Work instruction: All of the entries are to be returned word for word.

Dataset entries

------------------------------------------------------------------------

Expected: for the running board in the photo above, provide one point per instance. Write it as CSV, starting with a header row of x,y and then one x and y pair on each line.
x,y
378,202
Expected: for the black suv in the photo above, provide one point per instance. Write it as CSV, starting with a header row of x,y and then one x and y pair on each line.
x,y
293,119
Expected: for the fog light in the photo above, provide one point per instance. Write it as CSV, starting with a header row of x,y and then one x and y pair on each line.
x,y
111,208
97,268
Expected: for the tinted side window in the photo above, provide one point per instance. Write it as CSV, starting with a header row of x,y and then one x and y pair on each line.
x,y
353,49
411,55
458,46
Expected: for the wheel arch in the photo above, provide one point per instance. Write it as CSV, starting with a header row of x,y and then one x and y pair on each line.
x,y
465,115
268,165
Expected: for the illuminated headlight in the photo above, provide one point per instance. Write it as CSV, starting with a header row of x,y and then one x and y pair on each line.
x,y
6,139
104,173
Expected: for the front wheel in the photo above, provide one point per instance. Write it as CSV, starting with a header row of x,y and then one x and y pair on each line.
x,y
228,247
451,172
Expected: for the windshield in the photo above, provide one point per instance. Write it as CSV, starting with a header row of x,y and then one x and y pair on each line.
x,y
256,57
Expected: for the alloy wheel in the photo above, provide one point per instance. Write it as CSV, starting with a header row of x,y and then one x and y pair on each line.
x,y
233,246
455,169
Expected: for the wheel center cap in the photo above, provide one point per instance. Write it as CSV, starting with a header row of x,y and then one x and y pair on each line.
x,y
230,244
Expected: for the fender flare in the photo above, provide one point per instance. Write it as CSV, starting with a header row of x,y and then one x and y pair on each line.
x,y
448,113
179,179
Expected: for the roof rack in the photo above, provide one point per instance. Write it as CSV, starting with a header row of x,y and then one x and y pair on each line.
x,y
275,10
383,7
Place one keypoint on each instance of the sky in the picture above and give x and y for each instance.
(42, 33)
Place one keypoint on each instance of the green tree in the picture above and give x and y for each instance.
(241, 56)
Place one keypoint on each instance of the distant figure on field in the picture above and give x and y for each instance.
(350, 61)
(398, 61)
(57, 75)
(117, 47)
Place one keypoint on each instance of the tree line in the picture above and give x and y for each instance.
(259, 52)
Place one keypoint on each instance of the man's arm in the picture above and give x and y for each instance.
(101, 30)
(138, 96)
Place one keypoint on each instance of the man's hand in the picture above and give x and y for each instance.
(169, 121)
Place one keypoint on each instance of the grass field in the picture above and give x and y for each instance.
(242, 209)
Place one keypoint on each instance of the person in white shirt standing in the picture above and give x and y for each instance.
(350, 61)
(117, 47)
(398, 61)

------------------------------------------------------------------------

Response area:
Expected: for the running board in the photo above, provide one point per instance. Write it as CSV, starting with a header row of x,y and then one x and y pair on each line.
x,y
378,202
Expected: for the black suv in the photo above, provide one point per instance. Write it as CSV, starting with a header row of x,y and then one x and y pair on each line.
x,y
293,119
Expected: for the fog light in the photo above, provide one point per instance. Write it as CSV, starting with a header row of x,y and then one x and y pair on each line.
x,y
111,208
97,268
Expected: for the tinted side window in the photo above, provide one point per instance. Write it as CSV, starting with a header row of x,y and then one x and y pair on each line.
x,y
353,49
411,55
458,46
Expected: for the wheel arch in the photo above, provide one point per instance. Write it as CSV, starting with a header row of x,y and then one x and y pair on each line.
x,y
465,115
268,165
Expected: for the illuminated headlight in the photo above, provide one point per instance. Write it as CSV, starting with a header row of x,y and then one x and y pair on each line.
x,y
6,139
104,173
Expected: for the front wheel in the photo above, provide one point per instance. Write it as CSV, starting with a header row of x,y and then one x and y pair on each line.
x,y
228,247
451,172
Expected: for the windshield in the photo above, provide one point per instance. Write it as CSV, starting with a header row of x,y and then one x and y pair on each line.
x,y
256,57
Expected: for the alloy wheel in the photo above, provide one point per instance. Write it as CSV, starting with a header row of x,y and then one x and y pair on each line.
x,y
233,246
455,169
Expected: for the wheel center cap in the photo above, provide one point per instance. Write it as CSV, starting with a header row of x,y and then one x and y pair on each line.
x,y
230,244
Expected: for the fender flare in the photo above, provide one point per instance. Write it as CSV, starting with a header row of x,y and then one x and y pair on each line.
x,y
448,113
179,179
Expected: for the roof rack in the photo above, provide one point per instance. Write it as CSV, starting with a header row of x,y and then one x and y pair on each line.
x,y
275,10
383,7
Place one keypoint on each instance of the sky in the picture above and give x and y for each instance.
(42, 33)
Place one keypoint on each instance of the green tree in the picture above and give x and y for each instance.
(241, 56)
Place one keypoint on each instance of the distant figure on field in the picture above and give x and y for each instance.
(350, 61)
(398, 61)
(57, 75)
(117, 47)
Place one keypoint on each instance of the tree line in the picture above and give x and y for each instance.
(259, 52)
Place one keypoint on each instance of the man's arm in the picture above and give x and y for each instance.
(101, 30)
(138, 96)
Place one keypoint on each instance of the man's hand in the picture above and give x and y for each instance.
(169, 121)
Place one keypoint on each instance of the grass field in the picture above and give x and y for each instance.
(242, 209)
Place one keypoint on each instance of the person in white shirt standing in the picture above and give x and y for each instance.
(350, 61)
(117, 47)
(398, 61)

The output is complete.